Dataset excerpts on object pointing:
=-=-=-=-=

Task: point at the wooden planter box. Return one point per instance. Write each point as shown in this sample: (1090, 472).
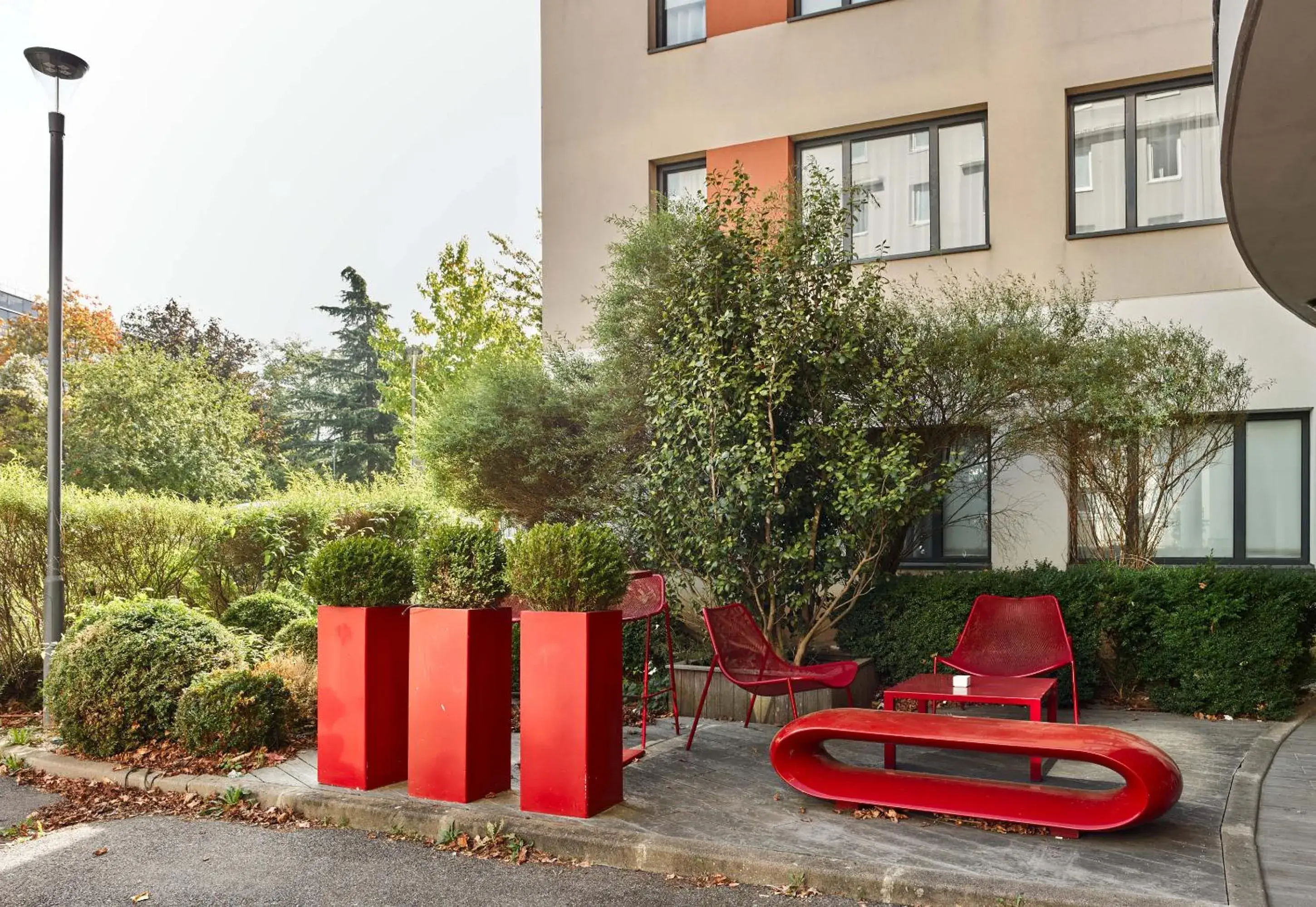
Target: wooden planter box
(362, 710)
(570, 713)
(727, 702)
(460, 726)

=-=-=-=-=

#### [The request]
Retype each entry precisely. Skip images entirely.

#### [Answer to this exercise]
Task: point at the wooden planter box. Return one point per instance. Write each point as shown in this sample: (1090, 472).
Target: wooden planter box
(362, 710)
(570, 713)
(727, 702)
(460, 726)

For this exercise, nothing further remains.